Only the lines from the beginning of the data below through the line that contains "Target — pyramid glass panel." should be repeated, exactly as written.
• • • • •
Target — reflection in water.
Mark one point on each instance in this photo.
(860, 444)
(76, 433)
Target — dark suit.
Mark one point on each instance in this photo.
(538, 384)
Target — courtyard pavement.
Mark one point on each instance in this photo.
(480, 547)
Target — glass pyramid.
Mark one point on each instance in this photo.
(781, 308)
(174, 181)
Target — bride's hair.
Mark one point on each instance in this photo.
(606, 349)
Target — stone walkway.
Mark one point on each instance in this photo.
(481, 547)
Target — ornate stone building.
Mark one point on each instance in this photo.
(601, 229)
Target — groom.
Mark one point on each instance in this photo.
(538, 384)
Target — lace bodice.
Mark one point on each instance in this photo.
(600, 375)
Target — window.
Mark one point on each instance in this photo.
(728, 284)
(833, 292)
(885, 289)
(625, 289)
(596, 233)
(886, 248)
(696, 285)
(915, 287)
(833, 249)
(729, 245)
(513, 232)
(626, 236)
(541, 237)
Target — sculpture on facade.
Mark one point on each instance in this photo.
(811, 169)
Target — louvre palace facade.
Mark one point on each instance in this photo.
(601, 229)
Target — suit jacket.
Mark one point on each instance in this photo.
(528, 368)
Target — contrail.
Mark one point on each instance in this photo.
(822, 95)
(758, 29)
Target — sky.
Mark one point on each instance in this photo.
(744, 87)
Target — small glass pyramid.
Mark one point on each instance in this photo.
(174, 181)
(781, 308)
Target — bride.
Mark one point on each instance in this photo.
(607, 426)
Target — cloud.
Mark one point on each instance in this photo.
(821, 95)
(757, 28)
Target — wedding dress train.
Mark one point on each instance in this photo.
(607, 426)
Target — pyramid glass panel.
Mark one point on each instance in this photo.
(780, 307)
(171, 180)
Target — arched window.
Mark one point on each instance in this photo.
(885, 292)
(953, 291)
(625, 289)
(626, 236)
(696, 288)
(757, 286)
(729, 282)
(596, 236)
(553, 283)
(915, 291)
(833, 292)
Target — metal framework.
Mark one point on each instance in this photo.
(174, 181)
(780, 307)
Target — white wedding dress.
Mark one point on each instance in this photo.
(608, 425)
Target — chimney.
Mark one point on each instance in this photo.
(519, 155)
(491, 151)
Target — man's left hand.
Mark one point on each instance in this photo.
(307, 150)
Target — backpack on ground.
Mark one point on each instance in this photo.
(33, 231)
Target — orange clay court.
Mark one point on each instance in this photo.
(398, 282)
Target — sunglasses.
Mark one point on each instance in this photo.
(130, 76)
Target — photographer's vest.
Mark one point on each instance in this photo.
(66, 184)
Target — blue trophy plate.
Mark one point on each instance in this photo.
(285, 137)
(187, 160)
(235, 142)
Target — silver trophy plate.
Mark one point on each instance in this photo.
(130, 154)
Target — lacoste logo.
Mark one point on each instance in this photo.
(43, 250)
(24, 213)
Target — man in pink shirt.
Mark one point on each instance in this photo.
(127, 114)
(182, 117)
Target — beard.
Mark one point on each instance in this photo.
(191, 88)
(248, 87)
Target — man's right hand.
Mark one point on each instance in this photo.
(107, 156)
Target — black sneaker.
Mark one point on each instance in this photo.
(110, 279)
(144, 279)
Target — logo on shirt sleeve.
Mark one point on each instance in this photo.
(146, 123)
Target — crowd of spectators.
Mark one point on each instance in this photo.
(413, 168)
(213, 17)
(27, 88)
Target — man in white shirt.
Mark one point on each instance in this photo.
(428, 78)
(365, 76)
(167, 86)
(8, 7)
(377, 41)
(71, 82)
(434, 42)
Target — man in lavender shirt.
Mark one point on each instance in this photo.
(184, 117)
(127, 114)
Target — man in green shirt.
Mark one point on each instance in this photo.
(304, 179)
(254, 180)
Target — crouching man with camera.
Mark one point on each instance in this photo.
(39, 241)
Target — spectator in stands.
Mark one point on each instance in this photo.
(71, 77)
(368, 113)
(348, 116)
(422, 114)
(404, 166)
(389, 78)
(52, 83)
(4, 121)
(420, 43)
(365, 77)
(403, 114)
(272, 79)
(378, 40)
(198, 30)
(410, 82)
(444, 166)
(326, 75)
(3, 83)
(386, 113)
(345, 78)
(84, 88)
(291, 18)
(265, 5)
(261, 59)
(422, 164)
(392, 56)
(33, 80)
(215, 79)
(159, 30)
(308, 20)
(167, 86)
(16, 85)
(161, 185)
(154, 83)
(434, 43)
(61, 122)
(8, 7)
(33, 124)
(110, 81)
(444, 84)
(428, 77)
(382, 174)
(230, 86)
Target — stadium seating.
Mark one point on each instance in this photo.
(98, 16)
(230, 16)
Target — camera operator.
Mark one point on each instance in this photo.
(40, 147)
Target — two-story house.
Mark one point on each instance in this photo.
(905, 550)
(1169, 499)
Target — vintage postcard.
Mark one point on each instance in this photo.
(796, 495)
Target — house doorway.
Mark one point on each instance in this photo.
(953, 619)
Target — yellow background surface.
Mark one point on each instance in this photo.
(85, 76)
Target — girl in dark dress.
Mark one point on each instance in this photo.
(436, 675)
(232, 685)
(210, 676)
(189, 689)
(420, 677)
• • • • •
Exercise output
Target — reflection in water.
Mark one point on each instance in this photo.
(860, 444)
(76, 433)
Target — dark suit.
Mark one point on each instance in this photo.
(538, 384)
Target — courtyard pavement.
Mark one point on each instance in this photo.
(480, 547)
Target — glass pyramid.
Mark one point on each instance in this photo.
(781, 308)
(174, 181)
Target — bride's hair.
Mark one point on each instance in this photo.
(606, 349)
Target — stone walkway.
Mark one point on each instance in this photo.
(481, 547)
Target — ornate stone building.
Mark one point on each instance in this photo.
(601, 229)
Target — groom.
Mark one point on each instance in this photo.
(538, 384)
Target — lace bodice.
Mark one point on each instance in this photo.
(600, 375)
Target — window.
Mark one point on each instance in this photo.
(728, 284)
(833, 292)
(885, 289)
(625, 289)
(596, 233)
(886, 248)
(696, 285)
(915, 287)
(833, 249)
(729, 245)
(513, 232)
(626, 236)
(541, 237)
Target — sculpture on facade.
Mark one point on each instance in this photo.
(811, 169)
Target — louvre palace facade.
Mark one point on each instance in this photo.
(601, 229)
Target — suit jacket.
Mark one point on each instance in this photo.
(528, 368)
Target — contrail.
Mark one point on each instance in this photo.
(822, 95)
(758, 29)
Target — sky.
Mark one point on each instance in this photo.
(744, 87)
Target — small glass pyramid.
Mark one point on each instance in this photo.
(174, 181)
(781, 308)
Target — bride.
Mark one point on each instance in this photo.
(607, 426)
Target — cloud.
Mark one point on each instance in this photo.
(821, 95)
(757, 28)
Target — wedding dress train.
Mark one point on each instance in this photo.
(607, 426)
Target — pyramid glass panel.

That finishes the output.